- Set task
Find every line in the records below that contains the word "roof" and copy each one. Case counts.

— begin Dataset rows —

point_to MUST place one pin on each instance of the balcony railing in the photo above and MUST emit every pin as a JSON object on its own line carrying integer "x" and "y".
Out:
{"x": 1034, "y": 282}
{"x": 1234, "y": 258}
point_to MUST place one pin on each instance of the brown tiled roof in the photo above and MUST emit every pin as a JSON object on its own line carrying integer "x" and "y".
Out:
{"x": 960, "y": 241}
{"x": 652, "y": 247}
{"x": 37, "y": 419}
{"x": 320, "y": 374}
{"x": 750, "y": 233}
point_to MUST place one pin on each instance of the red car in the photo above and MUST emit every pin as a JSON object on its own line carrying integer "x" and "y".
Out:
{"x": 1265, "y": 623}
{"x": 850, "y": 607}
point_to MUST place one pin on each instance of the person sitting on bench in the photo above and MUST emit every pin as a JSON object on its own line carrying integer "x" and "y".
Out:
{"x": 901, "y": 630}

— end Dataset rows —
— begin Dataset rows —

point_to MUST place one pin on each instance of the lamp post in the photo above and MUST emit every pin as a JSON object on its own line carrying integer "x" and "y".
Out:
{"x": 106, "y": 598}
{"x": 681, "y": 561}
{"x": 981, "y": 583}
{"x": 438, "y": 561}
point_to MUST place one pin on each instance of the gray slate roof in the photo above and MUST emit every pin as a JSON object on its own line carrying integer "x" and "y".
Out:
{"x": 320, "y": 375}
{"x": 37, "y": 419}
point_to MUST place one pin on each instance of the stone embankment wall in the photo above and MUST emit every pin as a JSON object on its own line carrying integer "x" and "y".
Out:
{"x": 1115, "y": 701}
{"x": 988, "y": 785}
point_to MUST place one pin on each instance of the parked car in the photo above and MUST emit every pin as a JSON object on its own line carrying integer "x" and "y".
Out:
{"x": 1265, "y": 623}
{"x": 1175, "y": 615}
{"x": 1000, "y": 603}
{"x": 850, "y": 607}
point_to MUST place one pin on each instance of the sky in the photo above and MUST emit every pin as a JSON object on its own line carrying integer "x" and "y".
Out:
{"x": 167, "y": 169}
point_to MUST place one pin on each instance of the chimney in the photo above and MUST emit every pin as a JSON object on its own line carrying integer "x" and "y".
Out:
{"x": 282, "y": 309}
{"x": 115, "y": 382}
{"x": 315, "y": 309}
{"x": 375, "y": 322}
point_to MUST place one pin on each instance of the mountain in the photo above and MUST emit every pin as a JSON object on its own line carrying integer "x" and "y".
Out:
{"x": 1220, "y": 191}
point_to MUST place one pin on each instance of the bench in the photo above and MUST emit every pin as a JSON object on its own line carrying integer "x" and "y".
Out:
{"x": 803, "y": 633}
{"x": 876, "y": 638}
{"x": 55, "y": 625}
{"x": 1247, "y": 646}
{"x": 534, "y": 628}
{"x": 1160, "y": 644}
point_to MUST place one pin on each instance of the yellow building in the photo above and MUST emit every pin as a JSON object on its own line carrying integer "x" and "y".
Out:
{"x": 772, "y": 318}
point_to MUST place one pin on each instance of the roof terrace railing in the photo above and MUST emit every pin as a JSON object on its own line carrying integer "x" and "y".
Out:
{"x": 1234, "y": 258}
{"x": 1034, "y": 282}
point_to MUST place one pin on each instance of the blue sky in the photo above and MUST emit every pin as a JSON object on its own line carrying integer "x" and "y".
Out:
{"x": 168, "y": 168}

— end Dataset rows —
— begin Dataset rows —

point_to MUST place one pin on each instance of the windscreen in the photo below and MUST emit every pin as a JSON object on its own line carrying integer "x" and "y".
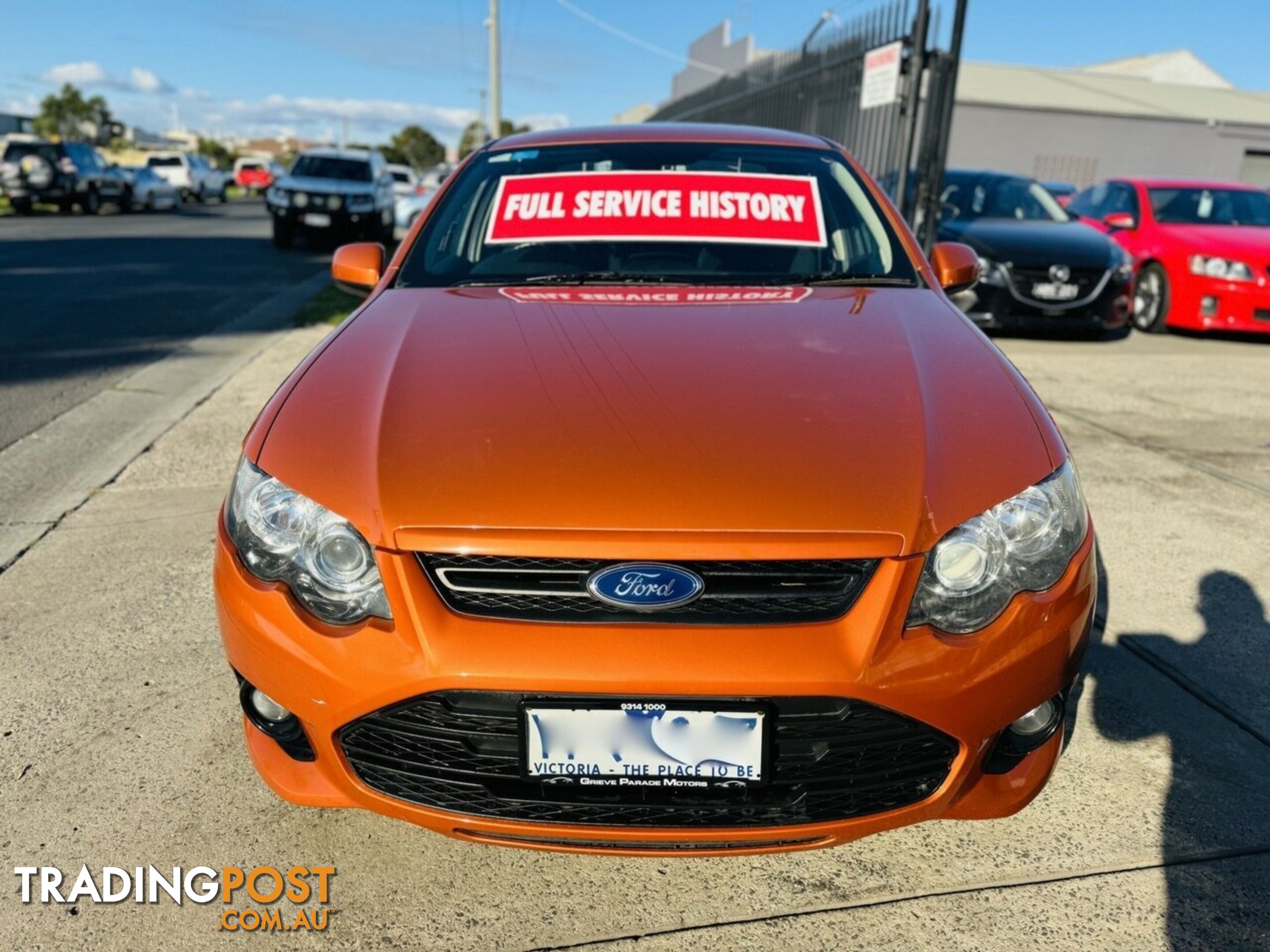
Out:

— end Dataset rows —

- Complete output
point_to MUST place one pin on each instance of the brown tiled roof in the photo above and MUST emit every pin as a JSON object on its own line carrying integer "x" and "y".
point_to MUST place one pin on each instance of the gray slate roof in the photo above and MUST emit every pin as a JSON object on its own line carrying integer "x" and "y".
point_to MUST place one pin on each instance of the roof terrace railing in the photo above and MUST emit every pin as a JSON object on its own line carrying integer "x" and "y".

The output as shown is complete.